» **Brief**
Turn the lines of the items below into a numbered list, omitting any blank lines. Leave the pictures out of your answer.

(Saved data)
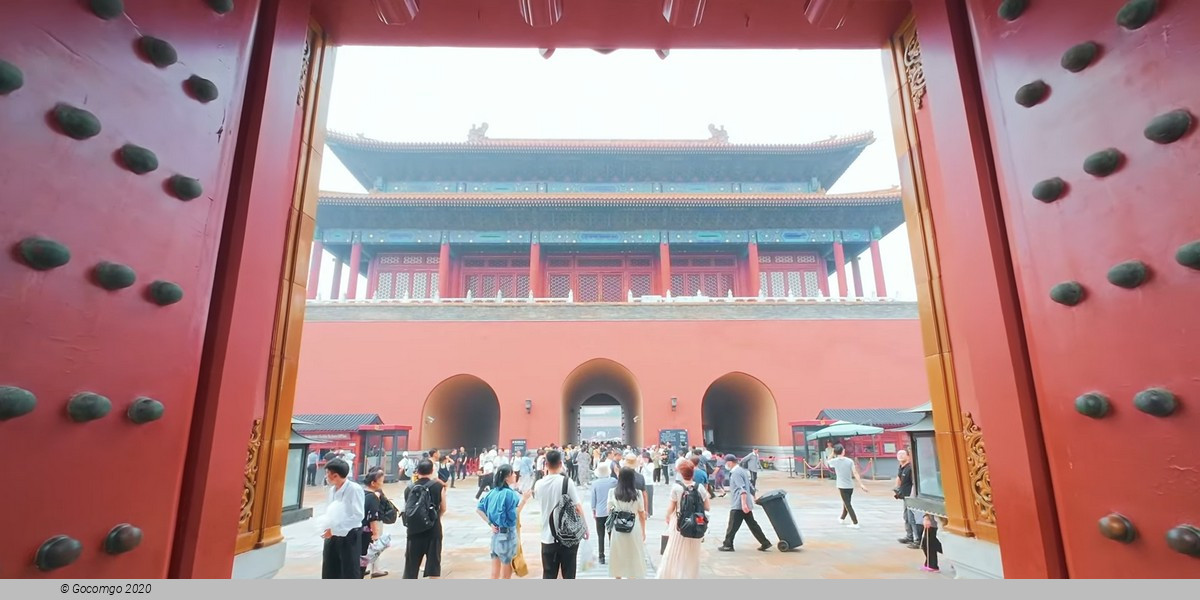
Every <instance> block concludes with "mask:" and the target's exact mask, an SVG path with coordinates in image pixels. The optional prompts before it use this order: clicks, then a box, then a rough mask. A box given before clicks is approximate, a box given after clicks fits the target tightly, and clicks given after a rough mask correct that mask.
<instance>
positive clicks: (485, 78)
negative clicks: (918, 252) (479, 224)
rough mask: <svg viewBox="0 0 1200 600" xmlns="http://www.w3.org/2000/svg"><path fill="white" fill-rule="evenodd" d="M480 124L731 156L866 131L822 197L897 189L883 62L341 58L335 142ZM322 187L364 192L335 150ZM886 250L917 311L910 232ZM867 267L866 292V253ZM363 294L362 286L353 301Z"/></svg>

» **Response to this exercise**
1. Every <instance> block concludes with "mask:" and the target's exact mask, an SVG path with coordinates in image pixels. The optional prompts before it use this order: clicks, then a box, then a rough mask. A box given before clicks is approximate, a box given after clicks fits the target tightly, and clicks given after a rough mask correct that mask.
2. <instance>
3. positive clicks: (485, 78)
4. negative clicks: (918, 252) (479, 224)
5. rough mask: <svg viewBox="0 0 1200 600" xmlns="http://www.w3.org/2000/svg"><path fill="white" fill-rule="evenodd" d="M480 124L731 156L866 131L822 197L897 189L883 62L341 58L335 142ZM322 187L364 192L335 150ZM886 250L917 311L910 232ZM867 267L866 292V253ZM363 294L362 286L353 301Z"/></svg>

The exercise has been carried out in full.